*Task to carry out*.
Everything from the line containing "If you could mark the mowed" through the last line of the records below should be printed exactly, please, and nothing else.

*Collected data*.
:::
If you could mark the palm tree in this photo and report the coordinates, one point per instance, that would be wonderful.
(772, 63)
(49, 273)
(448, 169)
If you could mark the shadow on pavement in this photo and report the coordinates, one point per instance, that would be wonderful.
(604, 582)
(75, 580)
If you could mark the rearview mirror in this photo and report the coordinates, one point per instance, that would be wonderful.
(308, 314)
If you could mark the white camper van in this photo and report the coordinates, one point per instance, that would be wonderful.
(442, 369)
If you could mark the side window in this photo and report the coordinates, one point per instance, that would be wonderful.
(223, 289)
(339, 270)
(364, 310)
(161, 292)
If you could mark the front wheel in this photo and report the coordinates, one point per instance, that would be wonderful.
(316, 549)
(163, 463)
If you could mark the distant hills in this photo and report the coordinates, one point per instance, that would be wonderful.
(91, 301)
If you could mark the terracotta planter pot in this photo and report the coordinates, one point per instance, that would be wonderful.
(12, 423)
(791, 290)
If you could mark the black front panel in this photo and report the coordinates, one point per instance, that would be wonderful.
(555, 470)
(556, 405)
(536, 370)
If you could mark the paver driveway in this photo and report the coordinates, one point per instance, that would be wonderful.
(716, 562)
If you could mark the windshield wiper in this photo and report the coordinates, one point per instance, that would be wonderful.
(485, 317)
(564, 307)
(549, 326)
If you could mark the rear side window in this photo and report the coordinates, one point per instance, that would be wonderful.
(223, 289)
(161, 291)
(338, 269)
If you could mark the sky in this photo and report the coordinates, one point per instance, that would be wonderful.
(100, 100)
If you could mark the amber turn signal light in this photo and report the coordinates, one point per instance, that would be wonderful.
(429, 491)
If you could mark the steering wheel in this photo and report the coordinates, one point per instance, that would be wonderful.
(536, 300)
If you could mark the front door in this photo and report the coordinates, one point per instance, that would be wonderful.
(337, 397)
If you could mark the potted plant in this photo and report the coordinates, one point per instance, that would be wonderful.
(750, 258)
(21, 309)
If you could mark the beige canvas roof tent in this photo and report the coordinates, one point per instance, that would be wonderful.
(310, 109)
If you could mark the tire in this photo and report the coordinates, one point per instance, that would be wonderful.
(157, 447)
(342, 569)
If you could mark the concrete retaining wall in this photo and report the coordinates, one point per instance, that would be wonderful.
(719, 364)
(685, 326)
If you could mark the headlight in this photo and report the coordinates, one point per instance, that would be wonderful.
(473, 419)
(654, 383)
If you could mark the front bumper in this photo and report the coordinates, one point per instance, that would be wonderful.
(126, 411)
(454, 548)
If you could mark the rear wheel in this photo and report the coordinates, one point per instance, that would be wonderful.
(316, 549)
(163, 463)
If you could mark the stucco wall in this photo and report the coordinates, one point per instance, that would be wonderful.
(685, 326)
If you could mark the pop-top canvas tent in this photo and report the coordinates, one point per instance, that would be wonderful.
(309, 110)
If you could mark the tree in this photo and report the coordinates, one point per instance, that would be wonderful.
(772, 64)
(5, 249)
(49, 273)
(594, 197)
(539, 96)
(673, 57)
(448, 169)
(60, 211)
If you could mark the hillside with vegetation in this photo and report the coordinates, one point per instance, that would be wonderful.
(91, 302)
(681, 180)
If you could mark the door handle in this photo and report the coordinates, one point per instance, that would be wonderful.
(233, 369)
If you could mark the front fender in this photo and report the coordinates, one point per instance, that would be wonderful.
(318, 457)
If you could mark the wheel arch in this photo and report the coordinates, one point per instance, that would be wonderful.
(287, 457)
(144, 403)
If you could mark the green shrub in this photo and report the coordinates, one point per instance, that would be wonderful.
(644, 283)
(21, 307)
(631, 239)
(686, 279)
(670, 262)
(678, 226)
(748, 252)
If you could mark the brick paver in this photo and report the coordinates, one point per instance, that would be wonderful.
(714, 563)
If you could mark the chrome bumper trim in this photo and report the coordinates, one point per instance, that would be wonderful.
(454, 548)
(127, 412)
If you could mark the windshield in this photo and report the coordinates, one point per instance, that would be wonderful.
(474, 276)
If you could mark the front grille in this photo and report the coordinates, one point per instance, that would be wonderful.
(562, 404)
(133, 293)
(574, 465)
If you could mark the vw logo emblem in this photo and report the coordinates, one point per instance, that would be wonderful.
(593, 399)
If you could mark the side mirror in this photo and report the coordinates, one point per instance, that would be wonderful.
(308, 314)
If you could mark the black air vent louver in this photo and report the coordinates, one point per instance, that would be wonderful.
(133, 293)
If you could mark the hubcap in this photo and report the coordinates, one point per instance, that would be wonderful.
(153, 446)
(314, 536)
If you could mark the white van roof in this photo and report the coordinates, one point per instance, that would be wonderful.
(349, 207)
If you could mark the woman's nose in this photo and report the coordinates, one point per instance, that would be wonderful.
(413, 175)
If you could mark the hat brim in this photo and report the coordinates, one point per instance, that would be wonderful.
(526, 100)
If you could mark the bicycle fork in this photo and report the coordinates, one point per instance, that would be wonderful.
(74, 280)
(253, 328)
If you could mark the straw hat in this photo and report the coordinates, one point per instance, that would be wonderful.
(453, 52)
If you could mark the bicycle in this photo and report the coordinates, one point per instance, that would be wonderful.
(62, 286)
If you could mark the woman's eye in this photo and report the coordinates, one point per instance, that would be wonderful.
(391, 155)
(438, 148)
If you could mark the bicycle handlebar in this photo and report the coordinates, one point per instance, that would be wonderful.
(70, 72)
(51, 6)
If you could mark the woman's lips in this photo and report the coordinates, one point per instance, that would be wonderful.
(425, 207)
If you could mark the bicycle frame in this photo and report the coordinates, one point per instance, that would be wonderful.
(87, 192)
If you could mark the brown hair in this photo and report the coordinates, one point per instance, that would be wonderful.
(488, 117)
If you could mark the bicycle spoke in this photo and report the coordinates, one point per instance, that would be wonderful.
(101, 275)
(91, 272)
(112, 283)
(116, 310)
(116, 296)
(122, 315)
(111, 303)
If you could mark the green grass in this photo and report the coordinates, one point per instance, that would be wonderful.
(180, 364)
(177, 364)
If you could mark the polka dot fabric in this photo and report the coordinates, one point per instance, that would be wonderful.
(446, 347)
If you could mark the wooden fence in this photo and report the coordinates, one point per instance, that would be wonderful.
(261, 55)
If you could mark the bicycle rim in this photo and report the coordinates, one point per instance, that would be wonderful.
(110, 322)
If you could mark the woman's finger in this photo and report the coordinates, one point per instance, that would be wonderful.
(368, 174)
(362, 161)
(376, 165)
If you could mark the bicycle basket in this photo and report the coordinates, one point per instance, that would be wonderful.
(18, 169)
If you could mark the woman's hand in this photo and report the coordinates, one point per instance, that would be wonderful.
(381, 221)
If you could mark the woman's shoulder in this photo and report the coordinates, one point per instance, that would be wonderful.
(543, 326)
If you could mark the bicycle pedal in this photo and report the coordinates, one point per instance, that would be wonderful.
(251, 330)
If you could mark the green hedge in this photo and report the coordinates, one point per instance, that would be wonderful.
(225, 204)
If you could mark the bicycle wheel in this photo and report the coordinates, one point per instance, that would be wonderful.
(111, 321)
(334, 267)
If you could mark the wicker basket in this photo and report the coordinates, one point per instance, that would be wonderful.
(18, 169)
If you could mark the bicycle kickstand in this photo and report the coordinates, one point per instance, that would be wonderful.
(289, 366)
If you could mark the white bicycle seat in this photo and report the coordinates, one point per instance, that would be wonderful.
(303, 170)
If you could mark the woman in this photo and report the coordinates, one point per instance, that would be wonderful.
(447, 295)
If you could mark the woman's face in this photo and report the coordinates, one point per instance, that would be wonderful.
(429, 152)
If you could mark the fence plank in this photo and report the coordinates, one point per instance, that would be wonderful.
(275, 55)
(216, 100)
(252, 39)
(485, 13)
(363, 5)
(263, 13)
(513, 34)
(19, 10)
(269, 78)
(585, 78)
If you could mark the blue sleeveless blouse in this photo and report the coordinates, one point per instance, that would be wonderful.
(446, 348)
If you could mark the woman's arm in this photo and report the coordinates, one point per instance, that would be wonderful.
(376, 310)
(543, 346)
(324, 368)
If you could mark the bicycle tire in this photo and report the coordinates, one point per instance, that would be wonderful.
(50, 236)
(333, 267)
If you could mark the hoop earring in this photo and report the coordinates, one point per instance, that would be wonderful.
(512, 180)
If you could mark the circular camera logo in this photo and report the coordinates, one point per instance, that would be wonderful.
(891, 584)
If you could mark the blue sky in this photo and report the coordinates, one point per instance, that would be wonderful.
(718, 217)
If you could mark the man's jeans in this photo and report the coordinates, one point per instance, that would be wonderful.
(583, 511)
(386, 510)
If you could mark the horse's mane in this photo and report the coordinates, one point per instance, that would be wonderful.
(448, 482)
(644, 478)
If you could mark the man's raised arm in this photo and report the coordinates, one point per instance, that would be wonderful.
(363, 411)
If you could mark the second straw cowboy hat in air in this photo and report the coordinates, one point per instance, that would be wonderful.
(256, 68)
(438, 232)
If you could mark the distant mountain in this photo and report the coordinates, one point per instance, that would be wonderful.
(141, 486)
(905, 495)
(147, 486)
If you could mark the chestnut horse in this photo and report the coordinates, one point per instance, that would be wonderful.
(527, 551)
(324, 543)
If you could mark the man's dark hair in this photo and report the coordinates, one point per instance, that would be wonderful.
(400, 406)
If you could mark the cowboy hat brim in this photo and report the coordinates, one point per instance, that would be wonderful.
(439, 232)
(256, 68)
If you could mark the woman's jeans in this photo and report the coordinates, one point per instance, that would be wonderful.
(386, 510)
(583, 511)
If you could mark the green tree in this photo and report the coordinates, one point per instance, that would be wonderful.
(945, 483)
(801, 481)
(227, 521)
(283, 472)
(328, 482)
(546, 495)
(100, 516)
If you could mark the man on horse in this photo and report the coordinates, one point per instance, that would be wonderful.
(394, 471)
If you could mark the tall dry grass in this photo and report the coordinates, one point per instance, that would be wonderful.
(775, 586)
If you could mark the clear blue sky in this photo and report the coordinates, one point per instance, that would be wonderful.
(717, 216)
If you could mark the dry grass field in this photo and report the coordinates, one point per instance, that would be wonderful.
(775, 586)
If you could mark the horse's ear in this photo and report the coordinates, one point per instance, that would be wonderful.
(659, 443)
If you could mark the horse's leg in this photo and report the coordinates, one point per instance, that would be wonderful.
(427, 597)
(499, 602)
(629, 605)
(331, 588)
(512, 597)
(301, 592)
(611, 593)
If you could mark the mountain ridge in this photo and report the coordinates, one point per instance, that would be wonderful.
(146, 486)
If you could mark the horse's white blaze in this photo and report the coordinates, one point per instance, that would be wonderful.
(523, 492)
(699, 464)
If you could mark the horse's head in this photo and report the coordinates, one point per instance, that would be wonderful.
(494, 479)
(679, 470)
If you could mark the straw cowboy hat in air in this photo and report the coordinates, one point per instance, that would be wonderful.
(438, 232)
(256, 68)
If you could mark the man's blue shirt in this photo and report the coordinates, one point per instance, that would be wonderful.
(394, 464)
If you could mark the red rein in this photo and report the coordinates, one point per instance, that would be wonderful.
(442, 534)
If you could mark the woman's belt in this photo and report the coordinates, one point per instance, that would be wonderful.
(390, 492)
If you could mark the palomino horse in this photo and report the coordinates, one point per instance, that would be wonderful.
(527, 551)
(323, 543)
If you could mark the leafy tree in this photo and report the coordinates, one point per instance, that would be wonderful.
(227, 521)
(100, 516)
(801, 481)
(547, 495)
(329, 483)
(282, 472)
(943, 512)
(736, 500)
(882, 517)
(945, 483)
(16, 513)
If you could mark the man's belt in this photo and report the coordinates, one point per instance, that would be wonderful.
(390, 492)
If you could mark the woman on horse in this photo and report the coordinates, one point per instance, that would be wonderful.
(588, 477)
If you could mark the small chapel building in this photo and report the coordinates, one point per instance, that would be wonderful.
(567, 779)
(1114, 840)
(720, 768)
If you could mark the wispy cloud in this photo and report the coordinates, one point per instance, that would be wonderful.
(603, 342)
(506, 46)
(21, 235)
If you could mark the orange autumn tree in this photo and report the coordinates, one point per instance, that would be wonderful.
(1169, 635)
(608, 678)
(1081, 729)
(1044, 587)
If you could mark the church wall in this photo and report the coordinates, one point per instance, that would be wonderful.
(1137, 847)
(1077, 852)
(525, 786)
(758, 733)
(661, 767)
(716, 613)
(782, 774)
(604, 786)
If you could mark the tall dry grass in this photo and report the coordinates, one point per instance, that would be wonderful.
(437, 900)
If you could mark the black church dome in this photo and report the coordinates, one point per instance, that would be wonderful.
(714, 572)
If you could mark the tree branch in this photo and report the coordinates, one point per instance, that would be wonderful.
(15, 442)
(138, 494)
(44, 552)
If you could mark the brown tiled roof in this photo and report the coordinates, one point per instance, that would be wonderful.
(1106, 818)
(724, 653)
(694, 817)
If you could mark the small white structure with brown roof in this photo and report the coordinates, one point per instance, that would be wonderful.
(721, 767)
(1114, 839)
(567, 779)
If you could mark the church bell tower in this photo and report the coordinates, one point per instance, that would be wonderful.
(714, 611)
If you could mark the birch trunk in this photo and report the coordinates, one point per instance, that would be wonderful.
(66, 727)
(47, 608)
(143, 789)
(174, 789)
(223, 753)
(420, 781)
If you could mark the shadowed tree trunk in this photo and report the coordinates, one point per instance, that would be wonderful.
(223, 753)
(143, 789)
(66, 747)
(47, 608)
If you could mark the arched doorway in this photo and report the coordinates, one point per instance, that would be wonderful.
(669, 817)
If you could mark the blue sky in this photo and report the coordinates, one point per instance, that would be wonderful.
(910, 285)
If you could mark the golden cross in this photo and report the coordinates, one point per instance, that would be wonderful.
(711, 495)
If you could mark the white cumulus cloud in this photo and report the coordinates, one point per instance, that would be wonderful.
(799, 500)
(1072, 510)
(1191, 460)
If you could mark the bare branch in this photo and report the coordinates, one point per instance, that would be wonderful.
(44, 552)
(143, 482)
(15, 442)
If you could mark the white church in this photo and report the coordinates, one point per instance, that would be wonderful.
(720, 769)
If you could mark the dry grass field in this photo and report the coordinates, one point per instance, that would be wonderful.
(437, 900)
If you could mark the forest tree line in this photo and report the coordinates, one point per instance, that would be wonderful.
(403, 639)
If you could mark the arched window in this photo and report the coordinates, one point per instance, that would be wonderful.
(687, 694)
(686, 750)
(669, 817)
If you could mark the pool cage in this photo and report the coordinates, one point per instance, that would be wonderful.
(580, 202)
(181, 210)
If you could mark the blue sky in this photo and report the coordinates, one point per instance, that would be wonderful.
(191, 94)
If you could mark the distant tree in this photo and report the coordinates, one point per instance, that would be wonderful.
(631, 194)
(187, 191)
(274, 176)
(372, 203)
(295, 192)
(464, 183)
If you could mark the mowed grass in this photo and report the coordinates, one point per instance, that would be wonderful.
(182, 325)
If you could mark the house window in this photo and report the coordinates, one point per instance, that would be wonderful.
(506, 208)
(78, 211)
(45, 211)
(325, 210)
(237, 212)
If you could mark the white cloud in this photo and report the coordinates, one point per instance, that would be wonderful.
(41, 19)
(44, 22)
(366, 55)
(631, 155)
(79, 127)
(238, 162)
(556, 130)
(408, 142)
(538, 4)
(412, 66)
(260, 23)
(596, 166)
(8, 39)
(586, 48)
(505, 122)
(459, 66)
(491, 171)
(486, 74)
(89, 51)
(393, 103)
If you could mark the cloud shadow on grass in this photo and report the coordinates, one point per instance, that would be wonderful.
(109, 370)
:::
*Task result*.
If you could mark the mowed grass in this photo and report the coordinates, one point per instance, that would be wonderful.
(182, 325)
If you could mark the house window in this photo and report the coordinates, one point per instance, that would be wonderful.
(506, 208)
(78, 211)
(45, 211)
(325, 210)
(237, 212)
If you could mark the white cloud in this photo and report the coordinates, one point per instance, that would be wonderful.
(41, 19)
(44, 22)
(366, 55)
(631, 155)
(79, 127)
(238, 162)
(556, 130)
(408, 142)
(538, 4)
(412, 66)
(260, 23)
(596, 166)
(8, 39)
(586, 48)
(505, 122)
(459, 66)
(491, 171)
(486, 74)
(89, 51)
(393, 103)
If you could mark the cloud shadow on grass in this photo and report the coordinates, one point per instance, that would be wonderful.
(109, 370)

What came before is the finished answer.